Tujuan
Identifikasi lalu salin setiap baris catatan di bawah yang memuat kata "white". Huruf besar dan huruf kecil dibedakan.
= = = = = = =
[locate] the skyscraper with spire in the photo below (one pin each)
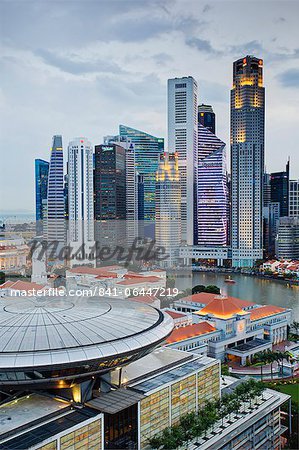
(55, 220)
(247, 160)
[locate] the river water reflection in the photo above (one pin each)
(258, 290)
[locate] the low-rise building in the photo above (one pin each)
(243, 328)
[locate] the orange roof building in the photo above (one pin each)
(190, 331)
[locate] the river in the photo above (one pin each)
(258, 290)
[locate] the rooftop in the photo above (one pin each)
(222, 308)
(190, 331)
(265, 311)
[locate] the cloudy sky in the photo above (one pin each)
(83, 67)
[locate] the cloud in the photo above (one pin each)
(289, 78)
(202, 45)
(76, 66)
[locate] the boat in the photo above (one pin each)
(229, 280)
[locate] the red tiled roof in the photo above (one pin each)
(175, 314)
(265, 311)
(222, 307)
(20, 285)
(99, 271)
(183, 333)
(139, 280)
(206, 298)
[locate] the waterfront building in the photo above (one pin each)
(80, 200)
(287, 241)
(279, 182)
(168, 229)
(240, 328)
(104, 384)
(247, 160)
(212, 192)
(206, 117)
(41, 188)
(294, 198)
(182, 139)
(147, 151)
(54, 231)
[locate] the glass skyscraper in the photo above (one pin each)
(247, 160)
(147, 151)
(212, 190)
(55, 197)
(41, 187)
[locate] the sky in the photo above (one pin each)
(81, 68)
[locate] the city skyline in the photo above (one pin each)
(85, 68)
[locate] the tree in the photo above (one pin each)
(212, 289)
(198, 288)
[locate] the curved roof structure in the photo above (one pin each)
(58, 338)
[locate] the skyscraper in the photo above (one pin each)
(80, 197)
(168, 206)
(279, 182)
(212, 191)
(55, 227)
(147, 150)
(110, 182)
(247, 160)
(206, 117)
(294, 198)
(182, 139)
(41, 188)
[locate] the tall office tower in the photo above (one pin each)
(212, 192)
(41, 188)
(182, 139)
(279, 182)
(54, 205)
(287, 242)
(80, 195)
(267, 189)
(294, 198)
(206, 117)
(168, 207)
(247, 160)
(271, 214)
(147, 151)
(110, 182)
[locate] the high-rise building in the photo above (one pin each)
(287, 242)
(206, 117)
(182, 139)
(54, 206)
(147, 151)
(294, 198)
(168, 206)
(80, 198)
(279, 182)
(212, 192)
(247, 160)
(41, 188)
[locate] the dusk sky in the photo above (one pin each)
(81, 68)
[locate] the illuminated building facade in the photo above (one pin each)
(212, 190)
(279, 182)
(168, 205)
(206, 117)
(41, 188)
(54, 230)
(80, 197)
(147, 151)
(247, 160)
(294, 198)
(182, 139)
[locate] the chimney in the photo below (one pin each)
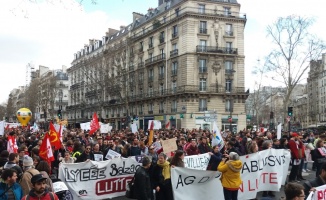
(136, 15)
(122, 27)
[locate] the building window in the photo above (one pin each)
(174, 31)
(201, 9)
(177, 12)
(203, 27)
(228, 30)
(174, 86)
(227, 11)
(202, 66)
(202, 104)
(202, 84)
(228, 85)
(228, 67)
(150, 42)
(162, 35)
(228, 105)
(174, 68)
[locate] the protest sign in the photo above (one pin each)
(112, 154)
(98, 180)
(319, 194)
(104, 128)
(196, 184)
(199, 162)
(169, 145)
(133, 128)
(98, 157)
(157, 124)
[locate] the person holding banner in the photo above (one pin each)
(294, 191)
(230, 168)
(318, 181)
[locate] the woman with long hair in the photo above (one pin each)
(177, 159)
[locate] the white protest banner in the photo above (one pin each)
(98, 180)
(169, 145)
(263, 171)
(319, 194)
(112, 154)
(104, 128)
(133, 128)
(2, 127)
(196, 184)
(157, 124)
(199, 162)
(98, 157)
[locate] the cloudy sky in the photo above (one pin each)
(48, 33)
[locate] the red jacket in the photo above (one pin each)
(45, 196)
= = = = = = =
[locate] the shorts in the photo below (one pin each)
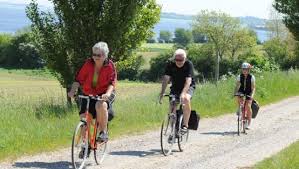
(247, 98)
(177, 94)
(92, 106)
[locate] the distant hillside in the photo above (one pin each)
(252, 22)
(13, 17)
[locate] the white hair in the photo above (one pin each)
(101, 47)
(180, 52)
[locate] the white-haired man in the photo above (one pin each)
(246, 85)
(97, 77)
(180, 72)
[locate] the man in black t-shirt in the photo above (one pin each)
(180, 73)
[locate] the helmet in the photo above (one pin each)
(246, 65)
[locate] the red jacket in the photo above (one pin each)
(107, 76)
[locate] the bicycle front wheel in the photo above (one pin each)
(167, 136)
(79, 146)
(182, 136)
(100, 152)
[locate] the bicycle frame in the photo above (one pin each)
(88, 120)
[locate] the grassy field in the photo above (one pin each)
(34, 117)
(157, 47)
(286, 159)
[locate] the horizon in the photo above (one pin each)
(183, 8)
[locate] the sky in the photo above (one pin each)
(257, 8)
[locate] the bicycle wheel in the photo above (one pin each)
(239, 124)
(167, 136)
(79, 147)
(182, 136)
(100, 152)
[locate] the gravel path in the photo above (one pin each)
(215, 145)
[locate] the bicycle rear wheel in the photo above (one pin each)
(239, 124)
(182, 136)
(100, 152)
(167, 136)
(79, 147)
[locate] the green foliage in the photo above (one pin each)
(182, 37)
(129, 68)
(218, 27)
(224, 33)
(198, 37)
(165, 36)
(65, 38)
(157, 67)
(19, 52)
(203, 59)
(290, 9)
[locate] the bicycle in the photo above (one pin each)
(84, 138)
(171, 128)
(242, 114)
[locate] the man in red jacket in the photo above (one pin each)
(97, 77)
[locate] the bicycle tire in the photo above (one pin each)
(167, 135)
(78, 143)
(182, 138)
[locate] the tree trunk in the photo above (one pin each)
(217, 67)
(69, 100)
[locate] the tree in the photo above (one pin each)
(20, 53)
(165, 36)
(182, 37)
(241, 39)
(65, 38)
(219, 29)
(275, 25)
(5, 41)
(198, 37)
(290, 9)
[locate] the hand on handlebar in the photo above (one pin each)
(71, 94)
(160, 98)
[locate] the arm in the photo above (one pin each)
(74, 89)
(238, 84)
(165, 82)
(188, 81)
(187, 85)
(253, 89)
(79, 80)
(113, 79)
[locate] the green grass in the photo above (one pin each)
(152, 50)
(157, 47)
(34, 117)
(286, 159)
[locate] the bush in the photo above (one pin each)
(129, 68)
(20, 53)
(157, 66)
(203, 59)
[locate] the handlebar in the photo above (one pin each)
= = = = = = =
Jawaban berikut
[locate] the white protest banner in the photo above (one pin each)
[locate] the white hair in the photo above (one pin each)
[locate] the white-haired man in the photo above (one pin each)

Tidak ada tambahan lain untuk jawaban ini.